Ahora mismo no registro si en algún periódico le dedicaron un obituario, pero el poeta Manuel Díaz Martínez lo tuvo presente y en La Gaceta de Cuba resumió de forma sensible la vida de quien había muerto a los cincuenta y ocho años: “Hijo de pescador, nieto de vampiro, biógrafo de Sherlock Holmes, fantasma lunar, historiador de Marte, tripulante de Cobadonga, fabulador del Prado y cosmonauta en tierra (…) Tuvo un ídolo: Martí; un símbolo: La seiba; un propósito: saber.”

Foto: Cortesía del autor.

Una de las últimas actividades que se le vio hacer a Hurtado fue encarnar a un juez en cierta película de Titón. De ese modo, camuflado en el personaje de otro tiempo, los lectores encontraron al escritor que tal vez ni recordaran. Según me confesó un día Évora Tamayo, el rodaje de Una pelea cubana contra los demonios (1972) ofreció una de las últimas alegrías profesionales a quien había tenido vivencias contundentes pocos años antes.

Fotograma de “Una pelea cubana contra los demonios” de Tomás Gutiérrez Alea (1971).

Luego de volver a La Habana desde Nueva York junto a su entonces esposa, la actriz Miriam Acevedo, el quehacer periodístico y editorial habría de resultar notable para Oscar Hurtado a pocos meses de enero del 59. Fungió como articulista, corresponsal, traductor y editor. En el magazín Lunes de Revolución logró amigos y llegó a convertirse en uno de los pilares hasta su cierre, en 1961, hecho que, debido al trasfondo político que encerraba, de alguna manera acabó siendo una condena para él.

--- Objetivo de la tarea ---
Continúa el texto sobre Oscar Hurtado a partir de su última oración.

--- Extracto de datos ---

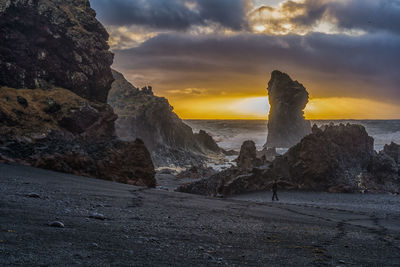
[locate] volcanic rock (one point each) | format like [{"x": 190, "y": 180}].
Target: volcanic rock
[
  {"x": 143, "y": 115},
  {"x": 58, "y": 42},
  {"x": 46, "y": 44},
  {"x": 328, "y": 157},
  {"x": 54, "y": 109},
  {"x": 393, "y": 150},
  {"x": 286, "y": 123}
]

--- Respuesta al ejercicio ---
Hurtado escribió en Lunes sobre todos los temas que le interesaban, desde el ajedrez (Capablanca era el Mozart cubano, decía) hasta la Literatura, pasando por la biografía de científicos (Felipe Poey) y pintores (Roberto Diago). Llegó a describir el auge de las pandillas juveniles en Nueva York o a mostrar su concepción estética en decenas de ensayos sobre pintura y escultura.

Del mismo modo resulta decisiva su faena en la editorial del periódico Revolución que llevaban adelante los de Lunes. En ella creó y cuidó importantes sellos, para promover la ciencia ficción y el policial (Dragón), la poesía (Fénix), así como la prosa, el teatro, el ensayo breve y la crítica literaria –mejor si había en todos una cuota de humor (Cuadernos R).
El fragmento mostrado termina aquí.